## TASKS FOR THIS EXERCISE:
**A.** In the patent claims about gas well heating, what does the supporting member comprise according to claim 18?
**B.** Reproduce the patent claims about gas well heating from "17. The method" up to and including "of sucker rod.".
**C.** Carry on the patent claims about gas well heating from the point where they stop.

## EXTRACT TO READ:
——
17. The method according to claim 1, wherein step (c) comprises
attaching the cable assembly to a supporting member and lowering
the supporting member into the well.
18. The method according to claim 17, wherein the supporting member
comprises a string of sucker rod.
19. The method according to claim 1, further comprising providing a
string of production tubing within the well into which the heater
cable is lowered and through which the gas flows upward, and
providing the production tubing with an inner passage having a heat
reflective coating.
20. The method according to claim 1, further comprising providing a
string of production tubing within the well into which the heater
cable is lowered and through which the gas flows upward, the
production tubing being suspended within a string of casing, and
providing the casing with an inner diameter having a heat
reflective coating.
21. A method of reducing condensate occurring in a gas well, the
well having a production tubing suspended within casing, the method
comprising: (a) providing a cable assembly having at least one
conductor; (b) coiling the cable assembly on a reel and
transporting the cable assembly to a well site; (c) installing a
pressure controller at an upper end of the production tubing,
sealing around the cable assembly with the pressure controller, and
deploying the cable assembly from the reel into the production
tubing while well pressure still exists within the production
tubing; then (d) applying electrical power to the conductor to
cause heat to be generated at a temperature within the production
tubing that is sufficient to retard condensation; and (e) flowing
gas up the production tubing past the cable assembly and out the
wellhead.
22. The method according to claim 21, further comprising providing
a fluid of low thermal conductivity in a tubing annulus surrounding
the production tubing.
——
## DATA EXCERPTS:
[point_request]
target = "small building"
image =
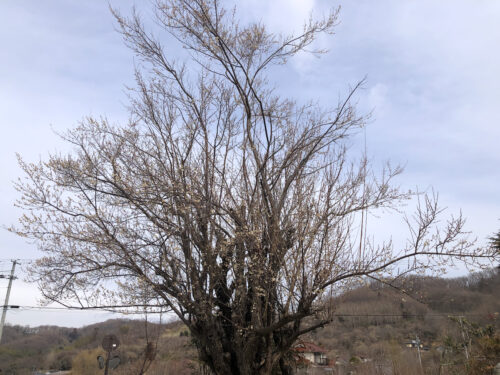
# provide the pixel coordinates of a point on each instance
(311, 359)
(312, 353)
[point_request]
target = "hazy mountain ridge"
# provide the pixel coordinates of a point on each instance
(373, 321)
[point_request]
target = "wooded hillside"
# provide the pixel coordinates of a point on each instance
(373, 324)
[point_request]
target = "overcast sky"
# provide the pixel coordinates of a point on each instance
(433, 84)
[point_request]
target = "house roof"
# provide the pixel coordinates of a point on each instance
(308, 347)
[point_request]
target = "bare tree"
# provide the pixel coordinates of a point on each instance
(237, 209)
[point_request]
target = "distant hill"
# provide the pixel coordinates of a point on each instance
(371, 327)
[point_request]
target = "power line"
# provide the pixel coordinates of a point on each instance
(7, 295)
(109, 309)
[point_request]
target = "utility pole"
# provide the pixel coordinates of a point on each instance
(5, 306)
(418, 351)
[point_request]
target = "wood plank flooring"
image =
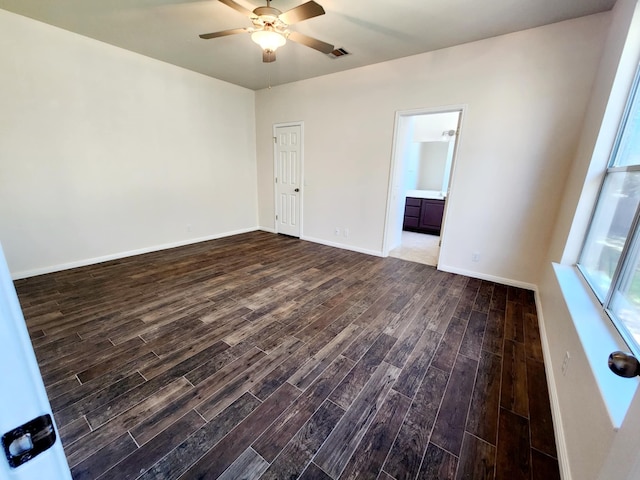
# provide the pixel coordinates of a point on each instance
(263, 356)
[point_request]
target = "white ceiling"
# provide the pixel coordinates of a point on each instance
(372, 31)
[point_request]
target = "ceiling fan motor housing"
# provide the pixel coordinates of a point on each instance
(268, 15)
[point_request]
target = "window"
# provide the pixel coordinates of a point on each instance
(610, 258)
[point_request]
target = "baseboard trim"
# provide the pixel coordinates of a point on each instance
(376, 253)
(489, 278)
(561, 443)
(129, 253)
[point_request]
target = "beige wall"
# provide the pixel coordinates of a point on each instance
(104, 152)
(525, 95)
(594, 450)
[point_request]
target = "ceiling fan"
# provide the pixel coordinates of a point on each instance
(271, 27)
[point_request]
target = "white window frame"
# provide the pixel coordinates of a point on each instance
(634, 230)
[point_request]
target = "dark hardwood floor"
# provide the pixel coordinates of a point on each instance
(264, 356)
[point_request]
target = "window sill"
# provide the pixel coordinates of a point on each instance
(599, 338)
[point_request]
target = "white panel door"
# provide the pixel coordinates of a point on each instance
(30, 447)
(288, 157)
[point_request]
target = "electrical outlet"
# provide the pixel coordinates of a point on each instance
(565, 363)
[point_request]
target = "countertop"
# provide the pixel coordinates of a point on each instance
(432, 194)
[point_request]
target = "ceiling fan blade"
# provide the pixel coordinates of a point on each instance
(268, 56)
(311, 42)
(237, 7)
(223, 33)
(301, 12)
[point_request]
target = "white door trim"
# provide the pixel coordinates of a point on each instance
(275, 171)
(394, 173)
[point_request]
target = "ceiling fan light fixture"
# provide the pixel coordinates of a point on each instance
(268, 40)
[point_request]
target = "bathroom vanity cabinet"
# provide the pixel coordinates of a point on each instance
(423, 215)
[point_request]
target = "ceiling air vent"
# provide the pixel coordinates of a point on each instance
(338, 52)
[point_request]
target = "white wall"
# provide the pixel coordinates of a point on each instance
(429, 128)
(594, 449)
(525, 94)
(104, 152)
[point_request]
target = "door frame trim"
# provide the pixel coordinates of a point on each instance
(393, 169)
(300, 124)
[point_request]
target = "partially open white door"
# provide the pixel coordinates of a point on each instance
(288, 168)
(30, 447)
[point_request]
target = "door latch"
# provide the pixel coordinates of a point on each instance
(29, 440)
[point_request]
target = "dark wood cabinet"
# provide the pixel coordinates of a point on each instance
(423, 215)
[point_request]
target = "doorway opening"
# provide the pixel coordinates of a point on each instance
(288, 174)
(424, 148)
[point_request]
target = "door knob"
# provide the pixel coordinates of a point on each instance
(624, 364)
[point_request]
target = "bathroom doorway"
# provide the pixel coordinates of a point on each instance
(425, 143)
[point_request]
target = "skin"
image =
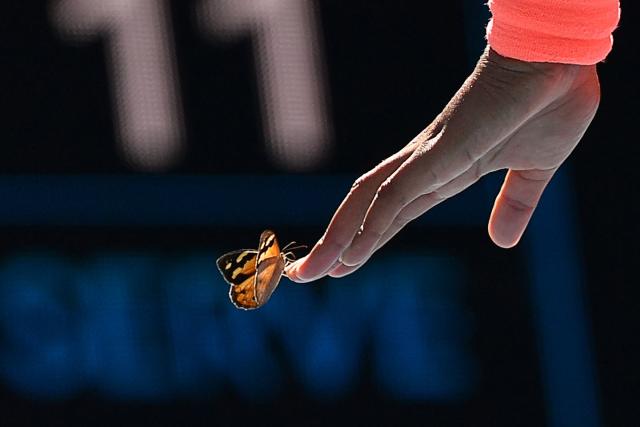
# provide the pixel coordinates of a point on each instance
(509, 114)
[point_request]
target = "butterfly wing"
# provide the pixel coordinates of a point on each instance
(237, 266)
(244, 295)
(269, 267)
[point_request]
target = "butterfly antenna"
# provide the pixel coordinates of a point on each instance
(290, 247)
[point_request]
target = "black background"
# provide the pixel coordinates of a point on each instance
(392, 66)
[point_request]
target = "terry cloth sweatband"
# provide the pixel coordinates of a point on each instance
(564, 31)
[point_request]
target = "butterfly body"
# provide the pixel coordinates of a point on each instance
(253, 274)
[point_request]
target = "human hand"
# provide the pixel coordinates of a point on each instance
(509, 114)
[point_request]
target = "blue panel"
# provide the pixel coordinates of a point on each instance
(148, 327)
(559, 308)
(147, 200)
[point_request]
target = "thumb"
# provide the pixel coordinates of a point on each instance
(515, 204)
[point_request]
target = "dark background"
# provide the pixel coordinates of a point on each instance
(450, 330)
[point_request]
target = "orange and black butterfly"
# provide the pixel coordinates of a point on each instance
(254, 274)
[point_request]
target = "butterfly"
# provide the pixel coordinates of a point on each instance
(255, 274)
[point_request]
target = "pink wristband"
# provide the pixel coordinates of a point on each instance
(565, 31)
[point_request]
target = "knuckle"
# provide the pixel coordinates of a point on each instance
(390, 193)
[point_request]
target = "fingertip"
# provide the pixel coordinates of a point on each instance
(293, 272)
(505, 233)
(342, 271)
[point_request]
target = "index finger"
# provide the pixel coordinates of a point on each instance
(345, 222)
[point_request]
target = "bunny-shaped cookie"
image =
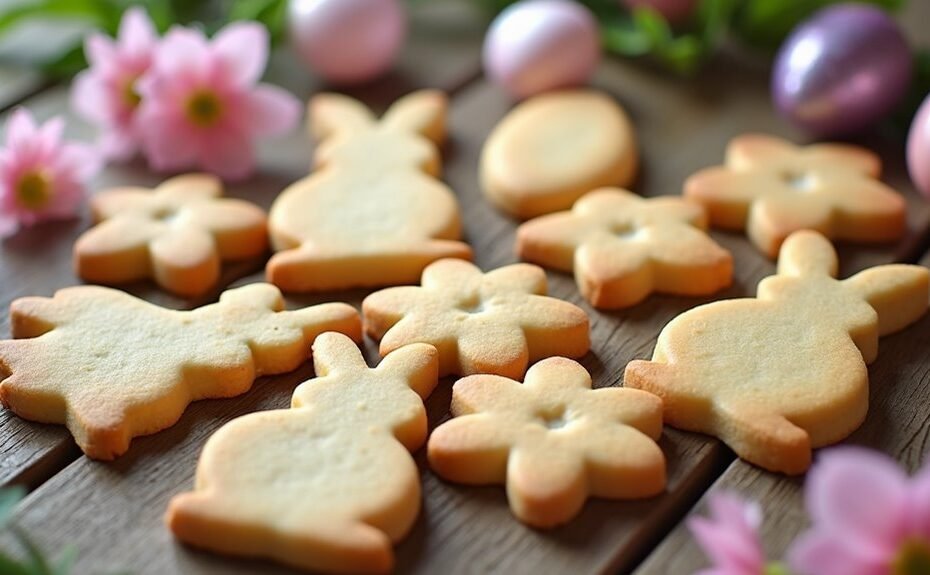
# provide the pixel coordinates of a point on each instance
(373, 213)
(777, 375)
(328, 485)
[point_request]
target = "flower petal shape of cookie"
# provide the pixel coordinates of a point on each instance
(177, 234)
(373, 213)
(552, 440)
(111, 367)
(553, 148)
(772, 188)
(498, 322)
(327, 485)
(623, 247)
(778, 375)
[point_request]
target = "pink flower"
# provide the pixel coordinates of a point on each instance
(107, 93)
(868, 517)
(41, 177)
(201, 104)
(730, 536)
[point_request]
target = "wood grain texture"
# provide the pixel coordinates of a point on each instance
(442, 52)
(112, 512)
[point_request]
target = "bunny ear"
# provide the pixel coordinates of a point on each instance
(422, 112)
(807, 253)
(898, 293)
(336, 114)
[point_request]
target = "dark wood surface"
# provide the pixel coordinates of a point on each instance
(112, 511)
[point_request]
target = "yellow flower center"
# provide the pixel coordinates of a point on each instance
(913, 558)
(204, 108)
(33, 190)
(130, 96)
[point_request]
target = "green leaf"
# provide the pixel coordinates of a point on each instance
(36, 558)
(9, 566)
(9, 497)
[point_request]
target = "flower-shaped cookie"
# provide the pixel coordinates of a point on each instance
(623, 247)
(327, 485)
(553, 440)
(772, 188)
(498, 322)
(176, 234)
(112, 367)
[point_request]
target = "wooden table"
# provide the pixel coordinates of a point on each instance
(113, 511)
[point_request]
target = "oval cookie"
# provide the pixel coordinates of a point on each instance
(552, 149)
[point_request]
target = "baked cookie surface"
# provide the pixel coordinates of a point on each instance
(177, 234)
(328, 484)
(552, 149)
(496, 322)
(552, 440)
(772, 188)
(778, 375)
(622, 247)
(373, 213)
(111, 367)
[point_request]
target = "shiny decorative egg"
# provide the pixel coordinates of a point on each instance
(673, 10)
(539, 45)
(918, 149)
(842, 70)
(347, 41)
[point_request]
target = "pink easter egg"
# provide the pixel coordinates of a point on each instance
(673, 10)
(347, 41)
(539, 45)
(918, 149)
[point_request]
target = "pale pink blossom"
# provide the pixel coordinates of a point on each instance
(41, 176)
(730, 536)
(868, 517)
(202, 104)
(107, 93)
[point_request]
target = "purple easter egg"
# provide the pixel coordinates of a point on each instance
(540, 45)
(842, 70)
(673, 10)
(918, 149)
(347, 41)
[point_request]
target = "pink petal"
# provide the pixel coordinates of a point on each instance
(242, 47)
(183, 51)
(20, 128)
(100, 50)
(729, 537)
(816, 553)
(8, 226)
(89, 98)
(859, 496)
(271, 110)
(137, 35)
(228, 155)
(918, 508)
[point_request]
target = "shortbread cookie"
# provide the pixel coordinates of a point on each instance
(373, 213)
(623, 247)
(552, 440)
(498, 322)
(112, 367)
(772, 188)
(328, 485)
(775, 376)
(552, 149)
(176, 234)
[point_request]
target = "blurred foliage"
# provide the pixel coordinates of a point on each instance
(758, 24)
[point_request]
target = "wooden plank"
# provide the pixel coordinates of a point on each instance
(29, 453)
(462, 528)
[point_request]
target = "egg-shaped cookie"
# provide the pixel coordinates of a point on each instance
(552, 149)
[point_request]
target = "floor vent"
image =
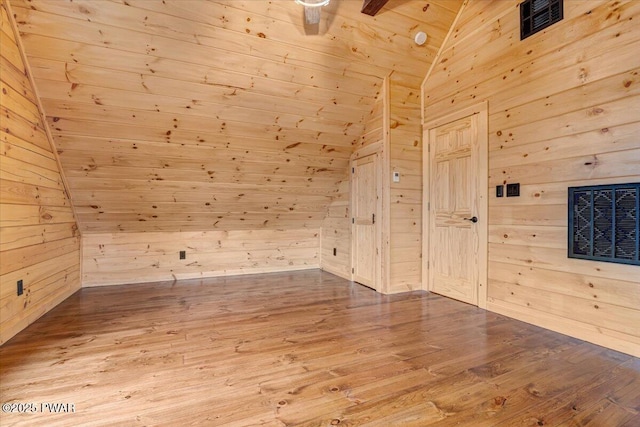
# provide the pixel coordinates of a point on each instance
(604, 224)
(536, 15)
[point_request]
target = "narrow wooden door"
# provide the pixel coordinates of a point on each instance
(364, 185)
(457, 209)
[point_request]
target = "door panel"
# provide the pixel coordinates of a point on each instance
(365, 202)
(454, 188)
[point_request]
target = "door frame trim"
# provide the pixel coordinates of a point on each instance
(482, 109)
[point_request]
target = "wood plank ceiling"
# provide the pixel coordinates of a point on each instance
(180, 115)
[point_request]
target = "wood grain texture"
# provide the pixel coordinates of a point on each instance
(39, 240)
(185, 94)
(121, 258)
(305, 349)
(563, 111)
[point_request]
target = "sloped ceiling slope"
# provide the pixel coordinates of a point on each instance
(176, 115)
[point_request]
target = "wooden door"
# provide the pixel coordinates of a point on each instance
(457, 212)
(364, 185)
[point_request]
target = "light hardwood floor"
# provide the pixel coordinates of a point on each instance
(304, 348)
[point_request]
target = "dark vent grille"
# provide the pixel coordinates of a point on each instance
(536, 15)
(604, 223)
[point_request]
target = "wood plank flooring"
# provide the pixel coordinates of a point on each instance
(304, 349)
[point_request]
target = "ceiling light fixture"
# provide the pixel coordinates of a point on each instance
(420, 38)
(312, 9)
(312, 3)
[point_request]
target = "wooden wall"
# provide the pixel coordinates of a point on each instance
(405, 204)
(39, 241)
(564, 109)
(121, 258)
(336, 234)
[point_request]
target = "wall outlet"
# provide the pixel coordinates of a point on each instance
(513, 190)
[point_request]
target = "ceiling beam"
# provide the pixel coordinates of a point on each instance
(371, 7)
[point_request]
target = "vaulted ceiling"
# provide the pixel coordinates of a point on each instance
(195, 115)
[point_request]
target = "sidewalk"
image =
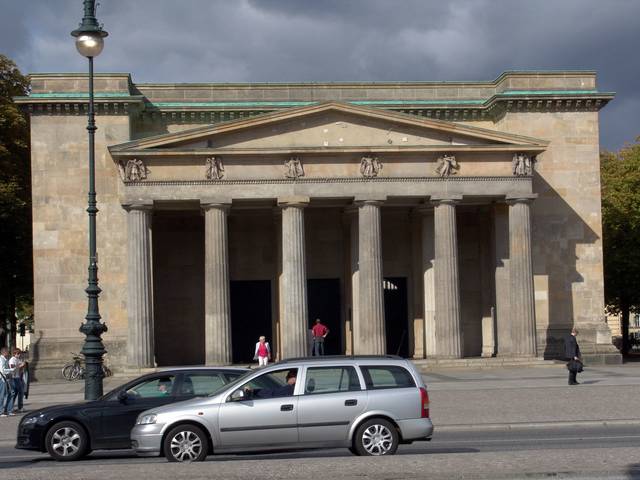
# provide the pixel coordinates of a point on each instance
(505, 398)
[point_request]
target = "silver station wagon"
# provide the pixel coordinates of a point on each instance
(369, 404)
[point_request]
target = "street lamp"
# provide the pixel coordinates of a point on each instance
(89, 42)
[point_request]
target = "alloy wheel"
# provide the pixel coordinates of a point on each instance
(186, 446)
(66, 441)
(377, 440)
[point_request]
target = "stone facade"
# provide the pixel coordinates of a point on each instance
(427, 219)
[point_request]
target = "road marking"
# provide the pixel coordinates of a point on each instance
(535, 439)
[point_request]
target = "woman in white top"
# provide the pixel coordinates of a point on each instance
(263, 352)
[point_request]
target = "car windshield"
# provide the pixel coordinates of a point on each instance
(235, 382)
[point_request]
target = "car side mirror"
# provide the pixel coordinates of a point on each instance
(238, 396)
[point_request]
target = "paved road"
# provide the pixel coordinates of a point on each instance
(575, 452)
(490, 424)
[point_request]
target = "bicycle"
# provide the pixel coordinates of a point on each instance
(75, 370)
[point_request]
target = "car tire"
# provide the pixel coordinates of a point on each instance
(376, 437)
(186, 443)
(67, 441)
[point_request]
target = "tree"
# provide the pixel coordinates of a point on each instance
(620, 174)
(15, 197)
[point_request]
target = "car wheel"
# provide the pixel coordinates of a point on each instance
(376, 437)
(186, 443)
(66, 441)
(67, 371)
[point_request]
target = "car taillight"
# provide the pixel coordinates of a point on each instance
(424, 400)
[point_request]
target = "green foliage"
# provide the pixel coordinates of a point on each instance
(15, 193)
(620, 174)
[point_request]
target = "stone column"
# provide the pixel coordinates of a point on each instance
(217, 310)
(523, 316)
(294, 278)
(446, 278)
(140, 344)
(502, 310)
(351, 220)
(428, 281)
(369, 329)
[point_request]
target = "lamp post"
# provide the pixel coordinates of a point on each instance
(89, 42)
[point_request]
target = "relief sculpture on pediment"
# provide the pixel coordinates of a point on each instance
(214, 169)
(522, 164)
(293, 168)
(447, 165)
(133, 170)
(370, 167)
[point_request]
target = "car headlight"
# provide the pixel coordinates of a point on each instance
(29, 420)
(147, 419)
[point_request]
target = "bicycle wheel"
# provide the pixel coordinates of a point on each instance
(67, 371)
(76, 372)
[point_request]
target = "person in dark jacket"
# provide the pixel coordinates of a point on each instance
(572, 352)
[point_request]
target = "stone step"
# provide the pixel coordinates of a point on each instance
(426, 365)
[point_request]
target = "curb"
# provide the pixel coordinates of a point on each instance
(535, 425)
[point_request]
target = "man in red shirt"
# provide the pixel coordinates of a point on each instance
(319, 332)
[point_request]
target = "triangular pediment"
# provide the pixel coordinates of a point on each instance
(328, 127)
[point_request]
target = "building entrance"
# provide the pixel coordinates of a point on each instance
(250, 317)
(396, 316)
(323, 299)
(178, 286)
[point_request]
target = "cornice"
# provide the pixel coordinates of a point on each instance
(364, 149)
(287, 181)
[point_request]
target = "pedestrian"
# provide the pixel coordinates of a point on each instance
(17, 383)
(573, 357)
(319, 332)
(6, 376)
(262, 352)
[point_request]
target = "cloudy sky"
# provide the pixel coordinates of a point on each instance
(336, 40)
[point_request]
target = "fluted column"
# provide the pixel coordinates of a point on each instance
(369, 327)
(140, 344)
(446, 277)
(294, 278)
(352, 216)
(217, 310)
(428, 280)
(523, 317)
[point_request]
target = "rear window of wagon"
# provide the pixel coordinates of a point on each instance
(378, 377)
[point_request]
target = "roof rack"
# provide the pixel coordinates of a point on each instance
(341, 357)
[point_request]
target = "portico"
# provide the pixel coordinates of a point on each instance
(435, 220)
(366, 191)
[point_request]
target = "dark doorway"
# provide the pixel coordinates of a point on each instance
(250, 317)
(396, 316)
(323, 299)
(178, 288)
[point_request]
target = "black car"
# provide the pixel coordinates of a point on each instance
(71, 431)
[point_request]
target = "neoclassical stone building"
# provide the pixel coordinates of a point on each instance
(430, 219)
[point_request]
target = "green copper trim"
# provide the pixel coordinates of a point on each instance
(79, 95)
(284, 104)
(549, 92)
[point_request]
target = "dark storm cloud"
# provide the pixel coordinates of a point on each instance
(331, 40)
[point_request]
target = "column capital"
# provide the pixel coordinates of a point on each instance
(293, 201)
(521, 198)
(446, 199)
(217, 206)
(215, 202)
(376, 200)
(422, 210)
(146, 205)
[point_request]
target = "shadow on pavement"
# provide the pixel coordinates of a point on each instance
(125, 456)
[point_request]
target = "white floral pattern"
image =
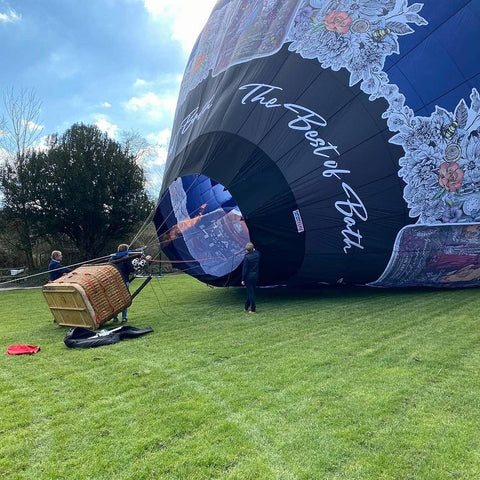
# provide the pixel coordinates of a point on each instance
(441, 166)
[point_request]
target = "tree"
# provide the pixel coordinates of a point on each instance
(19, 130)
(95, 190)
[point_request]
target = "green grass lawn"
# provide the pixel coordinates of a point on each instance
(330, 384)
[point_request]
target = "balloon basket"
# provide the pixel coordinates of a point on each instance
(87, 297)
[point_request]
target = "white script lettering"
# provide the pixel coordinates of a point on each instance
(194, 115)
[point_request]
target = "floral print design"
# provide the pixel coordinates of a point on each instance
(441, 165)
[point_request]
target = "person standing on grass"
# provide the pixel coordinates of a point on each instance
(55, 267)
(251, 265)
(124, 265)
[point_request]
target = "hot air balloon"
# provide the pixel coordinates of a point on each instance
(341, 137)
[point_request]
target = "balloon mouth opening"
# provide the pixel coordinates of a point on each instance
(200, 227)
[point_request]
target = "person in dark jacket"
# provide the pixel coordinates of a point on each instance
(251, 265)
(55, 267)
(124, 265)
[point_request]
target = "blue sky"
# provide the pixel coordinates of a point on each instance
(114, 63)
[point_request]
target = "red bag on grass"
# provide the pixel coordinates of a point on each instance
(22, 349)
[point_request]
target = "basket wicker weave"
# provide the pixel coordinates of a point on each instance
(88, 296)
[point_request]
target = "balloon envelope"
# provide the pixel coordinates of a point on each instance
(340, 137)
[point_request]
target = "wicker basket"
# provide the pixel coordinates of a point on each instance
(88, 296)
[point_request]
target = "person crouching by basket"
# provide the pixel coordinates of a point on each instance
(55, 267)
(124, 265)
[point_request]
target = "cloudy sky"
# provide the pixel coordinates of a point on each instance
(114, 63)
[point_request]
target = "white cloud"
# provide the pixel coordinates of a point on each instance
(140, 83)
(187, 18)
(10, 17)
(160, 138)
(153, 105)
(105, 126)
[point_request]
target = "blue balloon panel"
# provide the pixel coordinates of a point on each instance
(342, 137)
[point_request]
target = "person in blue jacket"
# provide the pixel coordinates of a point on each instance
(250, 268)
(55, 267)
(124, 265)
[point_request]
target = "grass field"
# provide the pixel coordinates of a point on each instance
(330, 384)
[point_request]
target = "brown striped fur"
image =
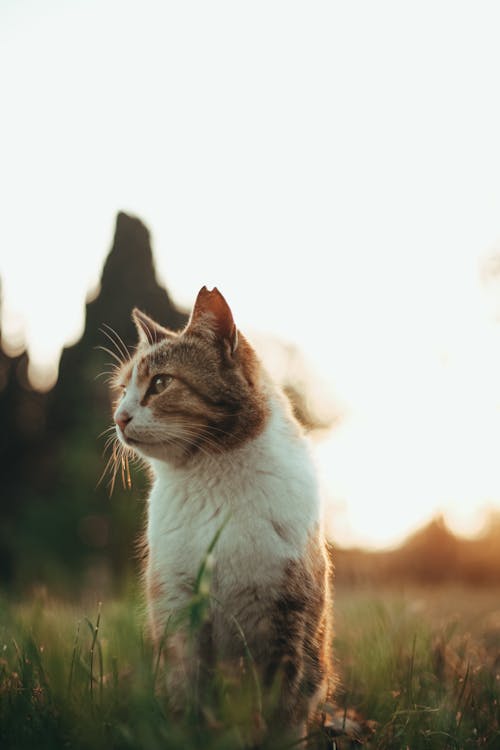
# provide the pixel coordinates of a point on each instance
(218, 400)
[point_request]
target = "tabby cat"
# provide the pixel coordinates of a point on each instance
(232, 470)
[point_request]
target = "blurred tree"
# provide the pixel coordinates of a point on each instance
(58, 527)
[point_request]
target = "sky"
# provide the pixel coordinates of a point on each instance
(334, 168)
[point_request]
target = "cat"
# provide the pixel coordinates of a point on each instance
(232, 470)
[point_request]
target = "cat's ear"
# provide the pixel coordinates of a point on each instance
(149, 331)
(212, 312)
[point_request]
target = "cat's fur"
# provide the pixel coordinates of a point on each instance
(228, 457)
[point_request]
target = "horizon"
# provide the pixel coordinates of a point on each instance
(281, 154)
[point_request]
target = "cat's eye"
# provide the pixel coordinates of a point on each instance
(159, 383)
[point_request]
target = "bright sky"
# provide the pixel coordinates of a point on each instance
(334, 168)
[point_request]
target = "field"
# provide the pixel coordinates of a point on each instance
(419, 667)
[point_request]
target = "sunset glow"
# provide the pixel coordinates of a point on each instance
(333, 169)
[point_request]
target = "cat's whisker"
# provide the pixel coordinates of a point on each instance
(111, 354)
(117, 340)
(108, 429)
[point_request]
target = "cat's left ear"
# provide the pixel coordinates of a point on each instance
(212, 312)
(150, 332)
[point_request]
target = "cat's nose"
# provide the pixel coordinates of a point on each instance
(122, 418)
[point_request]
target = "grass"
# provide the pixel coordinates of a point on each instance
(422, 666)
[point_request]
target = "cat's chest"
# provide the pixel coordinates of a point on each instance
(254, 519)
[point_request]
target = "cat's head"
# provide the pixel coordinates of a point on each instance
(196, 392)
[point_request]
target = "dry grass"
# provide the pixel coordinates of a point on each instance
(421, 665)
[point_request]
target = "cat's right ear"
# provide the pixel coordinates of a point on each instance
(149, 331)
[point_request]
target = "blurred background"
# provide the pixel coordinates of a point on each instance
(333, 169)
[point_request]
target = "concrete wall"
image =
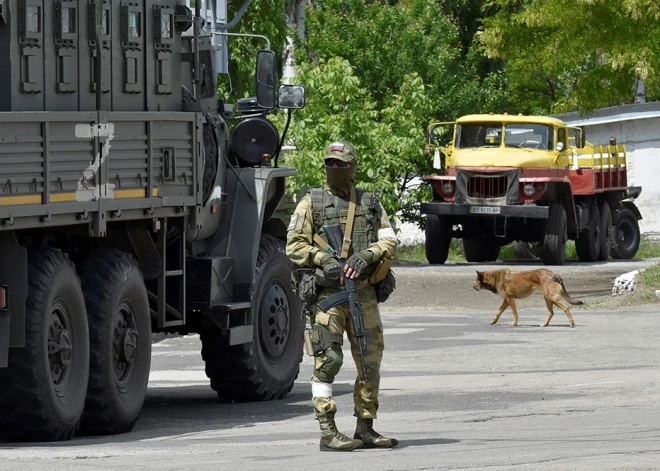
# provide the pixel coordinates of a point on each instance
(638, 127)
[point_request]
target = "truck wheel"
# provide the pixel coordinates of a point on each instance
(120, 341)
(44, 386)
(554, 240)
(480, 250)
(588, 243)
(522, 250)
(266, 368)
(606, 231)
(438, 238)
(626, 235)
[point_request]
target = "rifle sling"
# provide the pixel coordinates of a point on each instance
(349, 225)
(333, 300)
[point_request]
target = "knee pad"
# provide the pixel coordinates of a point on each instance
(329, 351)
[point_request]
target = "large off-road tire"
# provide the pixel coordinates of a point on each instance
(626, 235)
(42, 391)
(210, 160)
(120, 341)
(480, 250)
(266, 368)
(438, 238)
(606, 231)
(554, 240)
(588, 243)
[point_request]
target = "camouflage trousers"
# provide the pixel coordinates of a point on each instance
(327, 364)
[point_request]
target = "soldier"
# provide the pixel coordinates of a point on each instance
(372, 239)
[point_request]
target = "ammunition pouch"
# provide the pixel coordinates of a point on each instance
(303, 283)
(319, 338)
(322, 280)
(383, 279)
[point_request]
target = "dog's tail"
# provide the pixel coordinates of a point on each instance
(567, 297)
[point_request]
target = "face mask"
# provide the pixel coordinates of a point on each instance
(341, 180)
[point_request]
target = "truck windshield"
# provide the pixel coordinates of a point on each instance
——
## EXPECTED RESULTS:
**A.** A string of sucker rod.

**B.**
17. The method according to claim 1, wherein step (c) comprises
attaching the cable assembly to a supporting member and lowering
the supporting member into the well.
18. The method according to claim 17, wherein the supporting member
comprises a string of sucker rod.

**C.**
23. The method according to claim 21, further comprising reducing
pressure within a tubing annulus surrounding the production tubing
to less than atmospheric to reduce heat loss from the production
tubing to the casing.
24. The method according to claim 21, further comprising placing a
liquid of low thermal conductivity in a tubing annulus surrounding
the production tubing.
25. The method according to claim 21, wherein step (a) comprises
providing the cable assembly with an outer diameter no greater than
one inch.
26. The method according to claim 21, further comprising:
connecting a packer to a tubular hanger mandrel; lowering the
hanger mandrel and packer into the tubing and landing the hanger
mandrel in the tubing with the packer being located below the
tubing; expanding and setting the packer in the casing below the
tubing, thereby forming a closed lower end to a tubing annulus
surrounding the production tubing; providing a fluid of low thermal
conductivity within the tubing annulus; and wherein step (e)
comprises flowing the gas through the packer and mandrel into the
tubing.
27. The method according to claim 21, wherein step (a) comprises:
forming a standoff member around the conductor, the standoff member
having a plurality of legs extending outward from a central body;
placing the standoff member on a strip of metal; and bending the
metal into a cylindrical configuration and welding a seam to define
a tube surrounding the standoff member.
28. The method according to claim 21, wherein the conductor has at
least two sections along its length, one of the sections providing
a different amount of heat for a given amount of power than the
other section, to apply different amounts of heat to the gas at
different places in the well.
29. The method according to claim 21, wherein step (a) comprises
insulating the conductor and installing the conductor within a
string of coiled tubing.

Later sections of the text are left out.